======== Dataset content
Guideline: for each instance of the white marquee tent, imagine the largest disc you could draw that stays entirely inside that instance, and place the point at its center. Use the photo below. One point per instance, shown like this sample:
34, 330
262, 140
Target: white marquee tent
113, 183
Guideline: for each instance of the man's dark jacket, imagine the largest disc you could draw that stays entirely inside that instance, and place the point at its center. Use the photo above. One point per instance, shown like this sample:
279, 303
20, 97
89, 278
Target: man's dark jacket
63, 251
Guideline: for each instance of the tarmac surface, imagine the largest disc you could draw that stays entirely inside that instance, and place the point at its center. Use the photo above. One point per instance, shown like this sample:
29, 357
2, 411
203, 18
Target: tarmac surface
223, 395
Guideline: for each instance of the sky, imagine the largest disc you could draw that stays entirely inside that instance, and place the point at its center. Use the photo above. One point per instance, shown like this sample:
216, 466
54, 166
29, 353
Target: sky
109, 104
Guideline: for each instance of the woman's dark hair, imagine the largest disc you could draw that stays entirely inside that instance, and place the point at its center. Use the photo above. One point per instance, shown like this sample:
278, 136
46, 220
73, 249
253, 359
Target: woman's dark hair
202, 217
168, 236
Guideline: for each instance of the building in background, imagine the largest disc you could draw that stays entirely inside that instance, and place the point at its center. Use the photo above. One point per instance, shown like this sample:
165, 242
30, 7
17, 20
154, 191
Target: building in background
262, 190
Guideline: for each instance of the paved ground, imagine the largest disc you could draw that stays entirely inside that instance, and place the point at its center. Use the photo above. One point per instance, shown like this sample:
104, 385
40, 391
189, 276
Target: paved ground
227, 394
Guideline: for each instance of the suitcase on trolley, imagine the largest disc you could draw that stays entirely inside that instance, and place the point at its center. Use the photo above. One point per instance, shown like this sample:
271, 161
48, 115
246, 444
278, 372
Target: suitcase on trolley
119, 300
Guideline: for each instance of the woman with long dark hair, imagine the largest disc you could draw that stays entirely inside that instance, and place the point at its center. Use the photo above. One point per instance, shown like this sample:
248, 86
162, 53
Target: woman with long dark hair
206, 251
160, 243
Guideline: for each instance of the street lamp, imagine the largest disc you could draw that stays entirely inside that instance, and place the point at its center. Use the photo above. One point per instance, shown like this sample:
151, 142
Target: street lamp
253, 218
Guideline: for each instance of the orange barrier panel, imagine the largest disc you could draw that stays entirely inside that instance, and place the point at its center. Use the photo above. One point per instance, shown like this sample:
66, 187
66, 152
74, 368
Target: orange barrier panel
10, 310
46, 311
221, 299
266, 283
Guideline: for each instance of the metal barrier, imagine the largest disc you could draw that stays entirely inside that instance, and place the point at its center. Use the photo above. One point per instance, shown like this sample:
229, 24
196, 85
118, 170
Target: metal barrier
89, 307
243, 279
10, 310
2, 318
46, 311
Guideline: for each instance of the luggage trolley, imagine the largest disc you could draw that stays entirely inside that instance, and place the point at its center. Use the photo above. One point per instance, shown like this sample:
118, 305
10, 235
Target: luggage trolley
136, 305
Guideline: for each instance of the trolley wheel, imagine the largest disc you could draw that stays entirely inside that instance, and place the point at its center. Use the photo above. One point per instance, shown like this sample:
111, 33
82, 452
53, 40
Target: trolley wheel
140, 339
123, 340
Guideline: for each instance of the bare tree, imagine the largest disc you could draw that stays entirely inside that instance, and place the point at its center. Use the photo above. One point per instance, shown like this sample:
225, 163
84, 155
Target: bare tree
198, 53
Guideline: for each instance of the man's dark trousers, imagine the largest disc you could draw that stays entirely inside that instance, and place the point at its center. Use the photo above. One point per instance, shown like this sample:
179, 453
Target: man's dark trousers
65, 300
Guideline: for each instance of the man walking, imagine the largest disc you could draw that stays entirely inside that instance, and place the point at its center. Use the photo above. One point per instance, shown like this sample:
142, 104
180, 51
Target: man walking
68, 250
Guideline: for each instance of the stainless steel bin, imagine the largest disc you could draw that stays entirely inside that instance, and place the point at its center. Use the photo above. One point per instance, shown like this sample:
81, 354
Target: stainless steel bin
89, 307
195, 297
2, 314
================
# Your assignment:
You are asked to transcribe the complete data exactly.

# Response to the task:
Guideline: for each instance of the white marquee tent, imagine the largest disc you could draw that stays entirely inside that instance, and place the point at its center. Use the photo below. One point per instance, shown like this sample:
34, 330
262, 140
Target: white marquee tent
113, 183
Guideline: for each instance of the man's dark jacket, imagine the largest disc you could draw that stays entirely inside that instance, and place the point at its center. Use the photo above. One point per instance, shown like this sample:
279, 303
20, 97
89, 278
Target: man's dark jacket
63, 251
Guideline: for each instance of the tarmac surface, imagine the largest disc you could draw that stays entirely inside that instance, and place the point at its center. Use the photo above. One point per instance, shown like this sample:
29, 357
2, 411
203, 18
Target: tarmac surface
223, 395
Guideline: for each instance of the sky, imagine the largest disc you could draw that stays entirely inside that instance, and place the point at its center. Use the photo above. One point per instance, shown like this sample:
216, 466
54, 166
29, 353
Target: sky
109, 104
Guideline: for each instance of the woman's dark hair, imagine the largest disc you could draw that stays entirely inside that instance, and place the point at its center. Use the photo above. One point per instance, shown like this sample:
278, 136
46, 220
73, 249
253, 359
Target: woman's dark hair
202, 217
168, 236
Guideline: for each instance of the building in background, imagine the largest disc you could draw that stays entirely inside that instance, and place the point at its center. Use the photo above. One point per instance, shown like this sample:
165, 242
30, 7
17, 20
154, 191
Target: building in background
262, 190
Guideline: for each instance of the paved ground, imagine the largest disc you could draw that stays entirely inside that instance, and place the point at its center. Use the photo above. One point per instance, shown like this sample:
104, 385
40, 391
189, 276
Target: paved ground
227, 394
Guideline: for each instance of the suitcase on trolley, imagine the largest disc you could draw that stays entirely inside that instance, and place the point at its center. Use the photo above. One point per instance, shown like this sample:
271, 161
48, 115
246, 444
278, 372
Target: suitcase on trolley
119, 300
Guideline: for each instance of the woman with long dark hair, imagine the largest disc you could draw that stays entirely inside that instance, and place the point at its center. Use the photo above. One point per instance, shown like this sample:
248, 86
162, 53
Target: woman with long dark hair
206, 251
160, 243
Guideline: for each instance of the street lamp, imagine the largest disc you could draw that stays entirely inside that instance, and place the point at its center. Use the photo above. One point per instance, shown like this sample:
151, 142
Target: street lamp
253, 218
Guideline: for each instance of the orange barrier panel, imagine the largest disc you could draw that stays entirely inside that instance, and place the point at its center. Use the photo above. One point per instance, shown like this sample:
66, 187
66, 152
74, 368
Target: orange barrier panel
10, 310
46, 311
221, 299
266, 283
Guideline: for each instance of the metal barrier, imagine the largest disc you could draw that stays entirely inside that instance, and place the point at its center. Use the photo above. One point per instance, shown like this sample:
229, 24
196, 85
118, 170
Target: metal barrier
89, 307
243, 279
10, 310
2, 318
46, 311
Guideline: for each instance of the luggage trolley, imagine the largest disc you could draw that stays entirely inside that instance, and place the point at its center. Use the photo above. One point per instance, shown like this sample:
118, 305
10, 235
Target: luggage trolley
136, 305
Guideline: for each instance of the trolley wheel, imagine the largest disc you could draw that stays entirely inside that instance, and place the point at its center. Use the photo above. One point per instance, shown like this sample:
111, 33
82, 452
53, 40
Target: trolley wheel
140, 339
123, 340
Guideline: for each instance of the bare tree, imagine the largest disc you could draw that stays entirely inside that instance, and place the point at its center. Use the photo above. One point per instance, shown like this sample:
225, 163
84, 155
Target: bare tree
198, 53
Guideline: for each instance of the man's dark trousers, imagine the largest disc you could draw that stays entirely inside that instance, and place the point at its center. Use the photo above. One point per instance, shown like this sample:
179, 453
Target: man's dark trousers
65, 300
Guideline: for each instance of the man walking, imagine the largest disc you could draw that stays entirely inside that instance, and place the point at its center. Use the photo above. One point per instance, shown like this sample:
142, 104
180, 51
Target: man walking
68, 250
Guideline: for each instance of the stainless steel bin, imagine the largest disc you could draw that stays entirely inside that instance, and place the point at its center. Use the photo above. One point per instance, shown like this sample:
81, 354
Target: stainless steel bin
89, 307
195, 297
2, 314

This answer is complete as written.